What is being asked:
Extract every line of the material below and reproduce it faithfully.

── Supplied entries ──

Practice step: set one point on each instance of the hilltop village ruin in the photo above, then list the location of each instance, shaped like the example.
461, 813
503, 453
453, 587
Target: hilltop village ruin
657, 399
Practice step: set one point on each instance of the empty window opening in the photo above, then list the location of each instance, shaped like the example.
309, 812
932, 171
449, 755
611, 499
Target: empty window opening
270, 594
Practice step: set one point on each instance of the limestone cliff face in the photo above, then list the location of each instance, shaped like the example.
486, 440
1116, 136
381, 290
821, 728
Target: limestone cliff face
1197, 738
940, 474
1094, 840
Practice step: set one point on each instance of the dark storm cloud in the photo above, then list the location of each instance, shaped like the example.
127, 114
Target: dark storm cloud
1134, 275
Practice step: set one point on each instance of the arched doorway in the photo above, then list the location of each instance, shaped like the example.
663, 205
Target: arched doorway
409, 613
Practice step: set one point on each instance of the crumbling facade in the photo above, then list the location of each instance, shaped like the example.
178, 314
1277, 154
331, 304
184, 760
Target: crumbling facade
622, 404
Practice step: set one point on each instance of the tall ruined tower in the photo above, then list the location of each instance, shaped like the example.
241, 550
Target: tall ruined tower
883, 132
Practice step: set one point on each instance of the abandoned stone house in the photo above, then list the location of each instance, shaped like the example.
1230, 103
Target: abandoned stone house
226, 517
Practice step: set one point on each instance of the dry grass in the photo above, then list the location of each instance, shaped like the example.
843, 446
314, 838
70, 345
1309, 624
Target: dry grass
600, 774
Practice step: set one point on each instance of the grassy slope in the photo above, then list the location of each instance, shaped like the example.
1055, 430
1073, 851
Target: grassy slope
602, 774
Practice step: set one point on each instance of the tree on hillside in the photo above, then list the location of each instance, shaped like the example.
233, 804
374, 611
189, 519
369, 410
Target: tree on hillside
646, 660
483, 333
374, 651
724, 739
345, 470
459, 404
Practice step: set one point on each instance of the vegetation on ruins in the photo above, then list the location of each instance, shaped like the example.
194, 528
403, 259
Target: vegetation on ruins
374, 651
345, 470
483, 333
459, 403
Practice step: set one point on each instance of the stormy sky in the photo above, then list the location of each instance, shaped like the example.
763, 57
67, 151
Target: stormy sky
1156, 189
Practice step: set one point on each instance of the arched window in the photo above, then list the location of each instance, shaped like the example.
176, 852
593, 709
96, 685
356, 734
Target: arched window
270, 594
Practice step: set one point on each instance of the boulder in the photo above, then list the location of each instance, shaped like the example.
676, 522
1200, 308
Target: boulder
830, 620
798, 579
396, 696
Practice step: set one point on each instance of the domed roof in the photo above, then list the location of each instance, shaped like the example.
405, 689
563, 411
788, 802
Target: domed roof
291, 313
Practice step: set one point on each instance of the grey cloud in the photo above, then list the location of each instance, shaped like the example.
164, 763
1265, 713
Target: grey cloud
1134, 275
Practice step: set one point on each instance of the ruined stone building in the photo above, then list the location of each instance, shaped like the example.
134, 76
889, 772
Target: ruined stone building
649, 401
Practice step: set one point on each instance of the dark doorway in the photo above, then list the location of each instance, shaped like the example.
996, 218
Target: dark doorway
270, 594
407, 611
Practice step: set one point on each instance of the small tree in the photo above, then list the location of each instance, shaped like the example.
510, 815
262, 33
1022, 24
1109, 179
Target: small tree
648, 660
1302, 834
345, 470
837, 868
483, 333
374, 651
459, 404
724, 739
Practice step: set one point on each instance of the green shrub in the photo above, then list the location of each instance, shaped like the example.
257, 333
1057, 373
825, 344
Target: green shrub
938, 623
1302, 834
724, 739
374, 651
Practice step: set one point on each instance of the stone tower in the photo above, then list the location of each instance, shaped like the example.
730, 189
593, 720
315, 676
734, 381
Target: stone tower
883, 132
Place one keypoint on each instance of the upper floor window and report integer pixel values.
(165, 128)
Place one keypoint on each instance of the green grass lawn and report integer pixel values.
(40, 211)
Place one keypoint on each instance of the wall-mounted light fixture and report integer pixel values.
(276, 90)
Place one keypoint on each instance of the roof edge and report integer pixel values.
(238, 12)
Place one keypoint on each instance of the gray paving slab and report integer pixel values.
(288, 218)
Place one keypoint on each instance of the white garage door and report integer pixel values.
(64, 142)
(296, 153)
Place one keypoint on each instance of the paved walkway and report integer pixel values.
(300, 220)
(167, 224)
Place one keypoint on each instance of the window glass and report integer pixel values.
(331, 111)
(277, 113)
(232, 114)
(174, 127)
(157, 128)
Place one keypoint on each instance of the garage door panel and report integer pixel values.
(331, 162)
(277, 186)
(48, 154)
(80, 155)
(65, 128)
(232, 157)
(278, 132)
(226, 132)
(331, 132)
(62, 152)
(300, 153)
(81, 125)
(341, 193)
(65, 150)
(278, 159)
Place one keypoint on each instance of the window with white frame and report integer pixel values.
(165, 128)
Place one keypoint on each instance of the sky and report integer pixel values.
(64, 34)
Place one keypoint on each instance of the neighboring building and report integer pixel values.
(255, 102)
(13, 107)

───

Solution to this task:
Practice step: set one point on each instance of the hilltop village ruin in the photo above, then list the location of each instance, shaped like the example.
461, 813
503, 453
453, 587
Target: hilltop village ruin
657, 399
Practice step: set one point on each instance of the empty window opening in the photo above, then list the location of each instance, shaped like the example.
309, 812
932, 171
449, 755
611, 499
Target: empty window opening
270, 594
Practice step: set one point on each instance of the limestone cliff face in the photo above, then list the location of each instance, shaped like the example.
486, 440
1116, 136
381, 290
821, 728
Target: limestone cliff face
1197, 738
940, 474
1094, 840
Practice step: set one point on each instance of the dark storm cloud in the photo above, then list the location of each instance, shaped like the example.
127, 114
Target: dark storm cloud
1134, 275
Practice step: set one point on each instance of the arched doorway in the photo above, then list the location of each instance, shaped like the example.
663, 205
Target: arched doorway
409, 613
Practice step: set one point on each instance of the crumbling facade in the photo above, then list the location of each instance, shaped like the example.
178, 314
1277, 154
331, 304
184, 760
Target: crumbling facade
622, 404
Practice step: set one point on each instance of the tall ruined tower in the photo above, then list the location of each instance, shaped like the example.
241, 550
Target: tall ruined tower
883, 132
Practice step: set one point on each instance of the abandoned stone house in the photo above, then list the location of each instance, shaped like the example.
1230, 103
Target: abandoned stone house
226, 517
Practice step: set one point on each instance of the dry grass in the photo above, then list the location of each instance, shaped like the example.
843, 446
314, 838
70, 345
1309, 624
Target: dry grass
600, 774
Practice step: set one point on each instance of the grassy slope in the photo above, then list the location of each instance, shaped like the example.
1055, 430
1073, 851
Target: grassy slope
602, 774
Practice step: set one point on each instance of the tree on hillside in the photo above, then list the location of each instance, shaped like the example.
233, 804
374, 611
189, 519
369, 410
Target: tree on hillside
646, 660
483, 333
374, 651
724, 739
345, 470
459, 404
Practice step: set one point on each instance of the vegetation on ruins in the photo above, then list the location of each instance, shaped like the example.
194, 528
403, 259
Target: vegetation on ruins
374, 651
345, 470
483, 333
459, 403
Practice step: set one point on each instance of the stormy sky in the photo above, then list the location of each instance, shaped like the example.
763, 57
67, 151
Target: stormy sky
1156, 189
Practice step: set one point on each instance of the arched window in the photo above, then list the location of each instance, shaped like the example.
176, 852
593, 709
96, 685
356, 734
Target: arched window
270, 594
Practice step: set one point on each instance of the boulder in the photo above, then list the location of each instance, shaped like the example.
676, 522
1200, 308
Target: boulder
830, 620
798, 579
396, 696
Practice step: set one point on each instance of the domed roof in the photo above, then list the location of each instance, shaped like the example.
405, 689
563, 411
788, 802
Target: domed roof
291, 313
Practice step: set one point on each instance of the grey cloud in the photo above, then list the location of each instance, shaped like the example.
164, 763
1265, 713
Target: grey cloud
1134, 275
Practice step: set one point on each instance of the ruined stone building in the photo above, then list the location of each instance, shaped like the example.
134, 76
889, 772
Target: ruined stone building
649, 401
Practice step: set one point on each instance of the dark doorway in the photo above, then list the location of each instance, shaped like the example.
996, 218
Target: dark doorway
270, 594
407, 611
Practice step: set one point on each instance of the small tree in the photo above, then list the location of each instance, shaped like the example.
510, 815
262, 33
1022, 24
1109, 179
Target: small tree
648, 660
1302, 834
345, 470
837, 868
483, 333
374, 651
459, 404
724, 739
Practice step: set one point on each instance of the green shrub in the photo above, then list the location of each instance, shaped like the example.
257, 333
1057, 373
825, 344
Target: green shrub
938, 623
1302, 834
724, 739
374, 651
Practice step: set one point on each instance of the stone tower in the photo above, then list the location of each instance, shaped like the example.
730, 189
593, 720
315, 676
734, 381
Target: stone tower
883, 132
Place one keypoint on each instance of the upper floor window and report integer pixel values.
(165, 128)
Place one keypoint on each instance of the green grass lawn and report integer pixel values.
(40, 211)
Place one keypoint on each instance of the wall-mounted light fixture and report integer pixel values.
(276, 90)
Place one keypoint on each instance of the roof edge and report integer pixel values.
(238, 12)
Place one keypoint on each instance of the gray paving slab and report integer pixel values.
(288, 218)
Place one keypoint on each instance of the white garage door and report integer pixel values.
(64, 142)
(296, 153)
Place one keypoint on each instance of the paved walkway and report integer pixel values.
(300, 220)
(167, 224)
Place one keypoint on each instance of the window glass and report integer pixel values.
(331, 111)
(277, 113)
(232, 114)
(174, 127)
(157, 128)
Place one keypoint on each instance of the garage door panel and report integer pixel values.
(331, 162)
(277, 186)
(48, 154)
(80, 155)
(65, 128)
(232, 157)
(278, 132)
(226, 132)
(331, 132)
(62, 152)
(300, 153)
(81, 125)
(341, 193)
(65, 150)
(278, 159)
Place one keypoint on each instance of the window with white frame and report integer pixel values.
(165, 128)
Place one keypoint on each instance of the sky and report integer pixel values.
(64, 34)
Place one keypoint on each instance of the neighboring building and report integer pixel values.
(255, 102)
(13, 107)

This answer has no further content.